___ MATERIAL PROVIDED
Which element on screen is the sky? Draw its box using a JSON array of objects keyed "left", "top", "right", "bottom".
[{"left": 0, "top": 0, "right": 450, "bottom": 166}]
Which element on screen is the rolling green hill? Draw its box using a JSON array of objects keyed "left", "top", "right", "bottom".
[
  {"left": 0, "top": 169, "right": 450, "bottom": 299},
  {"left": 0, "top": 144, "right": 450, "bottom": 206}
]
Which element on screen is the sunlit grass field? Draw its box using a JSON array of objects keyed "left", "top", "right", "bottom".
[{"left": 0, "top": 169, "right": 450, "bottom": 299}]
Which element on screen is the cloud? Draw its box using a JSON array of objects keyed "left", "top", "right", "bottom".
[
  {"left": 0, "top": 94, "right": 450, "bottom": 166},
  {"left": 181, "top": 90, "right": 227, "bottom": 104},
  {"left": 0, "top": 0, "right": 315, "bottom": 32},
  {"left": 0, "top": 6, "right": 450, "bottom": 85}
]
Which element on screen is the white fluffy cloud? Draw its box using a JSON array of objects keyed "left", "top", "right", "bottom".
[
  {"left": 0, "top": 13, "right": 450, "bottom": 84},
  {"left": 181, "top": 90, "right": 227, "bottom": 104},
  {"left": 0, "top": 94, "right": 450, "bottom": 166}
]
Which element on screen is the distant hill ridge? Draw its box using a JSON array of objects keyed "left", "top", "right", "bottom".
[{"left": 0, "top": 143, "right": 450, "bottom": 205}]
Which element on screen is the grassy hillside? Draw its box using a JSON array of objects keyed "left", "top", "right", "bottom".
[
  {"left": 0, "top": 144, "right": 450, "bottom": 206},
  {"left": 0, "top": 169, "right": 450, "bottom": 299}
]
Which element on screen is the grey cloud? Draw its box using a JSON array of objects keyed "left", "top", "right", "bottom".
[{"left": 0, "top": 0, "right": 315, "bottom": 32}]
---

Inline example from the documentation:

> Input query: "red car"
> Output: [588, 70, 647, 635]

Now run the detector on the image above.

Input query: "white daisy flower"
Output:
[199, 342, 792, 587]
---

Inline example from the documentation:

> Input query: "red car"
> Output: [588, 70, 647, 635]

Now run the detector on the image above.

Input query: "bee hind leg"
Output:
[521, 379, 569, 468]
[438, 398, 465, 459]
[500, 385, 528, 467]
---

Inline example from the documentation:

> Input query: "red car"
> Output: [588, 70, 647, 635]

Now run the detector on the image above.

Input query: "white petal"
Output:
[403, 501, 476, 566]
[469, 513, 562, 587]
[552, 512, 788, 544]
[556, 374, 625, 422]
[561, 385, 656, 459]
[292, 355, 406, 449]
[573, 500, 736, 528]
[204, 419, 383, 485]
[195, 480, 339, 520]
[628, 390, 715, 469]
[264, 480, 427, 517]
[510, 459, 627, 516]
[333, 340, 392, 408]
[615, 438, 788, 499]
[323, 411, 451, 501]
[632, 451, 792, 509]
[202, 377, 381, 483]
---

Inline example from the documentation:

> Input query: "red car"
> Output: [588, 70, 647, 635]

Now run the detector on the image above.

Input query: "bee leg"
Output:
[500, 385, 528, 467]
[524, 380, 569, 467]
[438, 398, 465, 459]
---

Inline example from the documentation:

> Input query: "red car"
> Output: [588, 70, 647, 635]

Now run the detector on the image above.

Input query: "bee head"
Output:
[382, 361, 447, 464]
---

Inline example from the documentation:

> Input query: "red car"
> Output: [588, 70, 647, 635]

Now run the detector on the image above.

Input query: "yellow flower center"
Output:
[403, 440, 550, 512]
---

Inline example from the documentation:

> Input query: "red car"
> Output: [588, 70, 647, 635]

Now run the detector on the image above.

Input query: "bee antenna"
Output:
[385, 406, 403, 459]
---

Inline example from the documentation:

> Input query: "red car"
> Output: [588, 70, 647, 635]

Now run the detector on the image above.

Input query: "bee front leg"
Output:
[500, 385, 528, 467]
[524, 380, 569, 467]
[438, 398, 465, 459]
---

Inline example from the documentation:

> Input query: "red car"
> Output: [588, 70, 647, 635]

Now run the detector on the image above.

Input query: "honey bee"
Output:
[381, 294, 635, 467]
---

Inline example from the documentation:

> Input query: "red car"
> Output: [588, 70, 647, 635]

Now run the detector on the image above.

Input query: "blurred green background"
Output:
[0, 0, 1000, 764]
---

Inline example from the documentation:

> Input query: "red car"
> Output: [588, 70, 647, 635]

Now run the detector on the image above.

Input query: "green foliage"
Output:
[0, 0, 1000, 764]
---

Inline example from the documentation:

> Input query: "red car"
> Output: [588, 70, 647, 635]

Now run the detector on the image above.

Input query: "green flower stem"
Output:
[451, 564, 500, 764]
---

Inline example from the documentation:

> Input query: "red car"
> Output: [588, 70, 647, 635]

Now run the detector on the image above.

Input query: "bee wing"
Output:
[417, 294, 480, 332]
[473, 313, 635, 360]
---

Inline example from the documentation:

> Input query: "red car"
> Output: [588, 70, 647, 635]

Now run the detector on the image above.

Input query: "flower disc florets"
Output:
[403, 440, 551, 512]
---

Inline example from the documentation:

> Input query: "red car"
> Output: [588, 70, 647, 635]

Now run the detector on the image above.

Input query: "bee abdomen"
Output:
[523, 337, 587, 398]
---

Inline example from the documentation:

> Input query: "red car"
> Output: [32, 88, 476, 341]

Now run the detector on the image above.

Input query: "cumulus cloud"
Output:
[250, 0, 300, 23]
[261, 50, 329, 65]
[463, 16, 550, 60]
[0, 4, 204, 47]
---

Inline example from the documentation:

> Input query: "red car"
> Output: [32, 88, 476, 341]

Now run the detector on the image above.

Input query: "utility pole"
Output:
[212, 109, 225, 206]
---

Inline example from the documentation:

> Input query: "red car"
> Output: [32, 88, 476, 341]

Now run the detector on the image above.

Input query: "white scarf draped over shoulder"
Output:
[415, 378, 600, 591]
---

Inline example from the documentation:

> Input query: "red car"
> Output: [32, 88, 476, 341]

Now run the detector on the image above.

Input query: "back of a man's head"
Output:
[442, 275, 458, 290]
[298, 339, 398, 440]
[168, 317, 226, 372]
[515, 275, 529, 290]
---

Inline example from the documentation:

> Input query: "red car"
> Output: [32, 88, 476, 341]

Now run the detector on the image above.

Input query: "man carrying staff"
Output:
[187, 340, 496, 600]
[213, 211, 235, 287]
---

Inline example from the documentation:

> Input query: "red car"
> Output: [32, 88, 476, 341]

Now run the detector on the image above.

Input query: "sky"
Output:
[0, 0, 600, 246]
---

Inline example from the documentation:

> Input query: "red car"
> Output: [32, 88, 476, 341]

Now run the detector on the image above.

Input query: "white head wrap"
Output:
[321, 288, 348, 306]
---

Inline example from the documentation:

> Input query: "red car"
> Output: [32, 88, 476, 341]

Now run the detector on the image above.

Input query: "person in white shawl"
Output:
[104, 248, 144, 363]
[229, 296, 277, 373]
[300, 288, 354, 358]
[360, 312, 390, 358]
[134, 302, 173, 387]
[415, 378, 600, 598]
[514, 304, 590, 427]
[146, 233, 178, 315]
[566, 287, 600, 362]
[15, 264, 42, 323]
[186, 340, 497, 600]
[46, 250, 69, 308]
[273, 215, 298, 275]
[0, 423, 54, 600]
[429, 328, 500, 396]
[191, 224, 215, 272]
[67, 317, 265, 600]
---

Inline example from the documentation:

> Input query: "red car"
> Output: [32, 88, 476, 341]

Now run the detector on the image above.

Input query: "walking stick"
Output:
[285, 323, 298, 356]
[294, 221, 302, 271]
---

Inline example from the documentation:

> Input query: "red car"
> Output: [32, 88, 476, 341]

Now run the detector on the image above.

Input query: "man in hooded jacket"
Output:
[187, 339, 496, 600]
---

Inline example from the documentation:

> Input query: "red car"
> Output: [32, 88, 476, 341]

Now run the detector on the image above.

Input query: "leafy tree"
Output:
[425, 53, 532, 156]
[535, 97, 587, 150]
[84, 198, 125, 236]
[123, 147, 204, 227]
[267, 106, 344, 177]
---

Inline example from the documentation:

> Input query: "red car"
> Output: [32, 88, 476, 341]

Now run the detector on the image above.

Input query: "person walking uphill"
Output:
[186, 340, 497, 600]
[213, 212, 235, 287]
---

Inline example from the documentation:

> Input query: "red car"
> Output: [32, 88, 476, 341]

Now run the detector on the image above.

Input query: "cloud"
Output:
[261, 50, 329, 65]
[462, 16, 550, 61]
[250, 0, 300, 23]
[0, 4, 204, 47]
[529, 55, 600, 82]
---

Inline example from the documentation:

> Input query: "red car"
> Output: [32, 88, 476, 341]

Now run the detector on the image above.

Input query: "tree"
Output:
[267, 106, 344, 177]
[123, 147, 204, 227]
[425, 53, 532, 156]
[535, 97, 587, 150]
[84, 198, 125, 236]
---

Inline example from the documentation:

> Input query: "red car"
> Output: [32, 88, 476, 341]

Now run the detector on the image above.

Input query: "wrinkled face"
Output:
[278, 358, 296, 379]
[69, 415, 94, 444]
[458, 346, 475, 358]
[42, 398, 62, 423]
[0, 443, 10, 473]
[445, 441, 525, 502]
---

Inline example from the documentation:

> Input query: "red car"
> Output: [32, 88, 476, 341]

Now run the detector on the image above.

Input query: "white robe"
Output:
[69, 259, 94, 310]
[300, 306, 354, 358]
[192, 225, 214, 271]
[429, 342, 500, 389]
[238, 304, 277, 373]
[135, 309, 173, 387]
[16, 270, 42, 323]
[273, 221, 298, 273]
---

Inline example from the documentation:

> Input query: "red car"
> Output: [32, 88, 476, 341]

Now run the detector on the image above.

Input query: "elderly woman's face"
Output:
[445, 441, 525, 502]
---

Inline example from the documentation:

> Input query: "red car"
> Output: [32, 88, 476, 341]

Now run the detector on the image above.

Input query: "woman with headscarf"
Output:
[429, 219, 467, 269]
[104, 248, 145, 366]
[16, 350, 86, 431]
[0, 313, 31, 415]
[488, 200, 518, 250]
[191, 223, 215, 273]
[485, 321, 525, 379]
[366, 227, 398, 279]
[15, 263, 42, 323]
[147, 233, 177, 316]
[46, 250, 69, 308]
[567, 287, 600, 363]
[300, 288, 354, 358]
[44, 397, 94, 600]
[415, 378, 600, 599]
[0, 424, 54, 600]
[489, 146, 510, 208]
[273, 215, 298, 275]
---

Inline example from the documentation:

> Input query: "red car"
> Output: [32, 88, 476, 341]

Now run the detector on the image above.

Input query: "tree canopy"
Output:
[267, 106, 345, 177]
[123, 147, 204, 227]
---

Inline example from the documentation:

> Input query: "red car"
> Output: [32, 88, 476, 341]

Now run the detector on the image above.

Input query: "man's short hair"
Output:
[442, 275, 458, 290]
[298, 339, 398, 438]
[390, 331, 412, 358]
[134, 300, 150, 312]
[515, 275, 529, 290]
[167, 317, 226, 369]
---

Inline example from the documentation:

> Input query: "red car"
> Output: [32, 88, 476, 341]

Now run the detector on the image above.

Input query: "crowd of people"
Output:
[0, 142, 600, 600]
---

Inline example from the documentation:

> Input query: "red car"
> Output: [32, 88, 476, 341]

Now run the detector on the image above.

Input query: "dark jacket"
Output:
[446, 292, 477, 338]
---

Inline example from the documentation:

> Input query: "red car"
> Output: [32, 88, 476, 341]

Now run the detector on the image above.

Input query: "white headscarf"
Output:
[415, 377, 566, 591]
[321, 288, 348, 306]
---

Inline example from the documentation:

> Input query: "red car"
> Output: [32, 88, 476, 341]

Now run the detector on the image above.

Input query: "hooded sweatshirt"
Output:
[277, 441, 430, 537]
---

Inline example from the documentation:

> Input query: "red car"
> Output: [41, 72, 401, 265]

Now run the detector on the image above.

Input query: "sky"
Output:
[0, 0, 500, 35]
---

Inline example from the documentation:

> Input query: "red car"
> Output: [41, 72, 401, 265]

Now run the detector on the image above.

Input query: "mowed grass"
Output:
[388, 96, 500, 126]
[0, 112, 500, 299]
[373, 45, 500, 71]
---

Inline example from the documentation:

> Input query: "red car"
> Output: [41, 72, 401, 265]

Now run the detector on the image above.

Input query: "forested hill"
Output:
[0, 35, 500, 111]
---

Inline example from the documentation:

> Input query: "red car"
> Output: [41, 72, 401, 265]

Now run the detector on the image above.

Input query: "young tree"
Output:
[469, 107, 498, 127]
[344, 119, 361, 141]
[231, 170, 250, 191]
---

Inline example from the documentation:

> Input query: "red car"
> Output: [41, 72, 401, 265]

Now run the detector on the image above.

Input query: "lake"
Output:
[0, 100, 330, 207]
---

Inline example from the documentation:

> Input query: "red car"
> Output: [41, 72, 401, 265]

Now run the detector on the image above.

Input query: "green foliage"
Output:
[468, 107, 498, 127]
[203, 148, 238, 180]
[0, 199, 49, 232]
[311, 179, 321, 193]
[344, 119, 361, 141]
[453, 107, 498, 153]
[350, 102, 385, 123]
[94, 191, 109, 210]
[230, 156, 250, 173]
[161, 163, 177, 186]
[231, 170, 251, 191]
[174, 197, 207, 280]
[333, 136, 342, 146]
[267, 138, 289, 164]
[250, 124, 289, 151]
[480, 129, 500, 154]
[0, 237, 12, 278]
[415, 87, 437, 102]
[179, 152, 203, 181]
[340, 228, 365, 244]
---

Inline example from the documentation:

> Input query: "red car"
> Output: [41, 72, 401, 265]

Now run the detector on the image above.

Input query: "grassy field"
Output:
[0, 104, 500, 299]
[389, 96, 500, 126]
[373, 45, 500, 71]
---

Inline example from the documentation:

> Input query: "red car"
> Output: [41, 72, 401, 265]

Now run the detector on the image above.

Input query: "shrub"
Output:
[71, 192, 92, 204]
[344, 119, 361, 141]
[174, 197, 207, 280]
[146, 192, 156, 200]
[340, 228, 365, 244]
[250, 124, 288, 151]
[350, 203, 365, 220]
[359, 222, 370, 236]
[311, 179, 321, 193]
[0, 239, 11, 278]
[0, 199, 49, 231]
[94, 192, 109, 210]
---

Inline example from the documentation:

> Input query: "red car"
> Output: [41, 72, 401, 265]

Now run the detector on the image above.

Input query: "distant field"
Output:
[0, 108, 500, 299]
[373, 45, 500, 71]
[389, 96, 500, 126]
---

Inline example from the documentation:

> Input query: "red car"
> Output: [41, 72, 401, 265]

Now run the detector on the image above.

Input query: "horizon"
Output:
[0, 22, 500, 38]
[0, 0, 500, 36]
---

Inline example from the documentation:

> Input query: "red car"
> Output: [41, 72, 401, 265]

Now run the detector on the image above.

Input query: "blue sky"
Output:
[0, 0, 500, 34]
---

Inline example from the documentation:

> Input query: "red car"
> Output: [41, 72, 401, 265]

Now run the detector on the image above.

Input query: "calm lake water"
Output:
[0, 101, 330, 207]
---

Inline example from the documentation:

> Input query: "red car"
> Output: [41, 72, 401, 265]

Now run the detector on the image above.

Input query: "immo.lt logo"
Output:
______
THE PROBLEM: How many lines in the rows above contain the string "cloud"? Reply with the number alone.

EXERCISE ANSWER: 5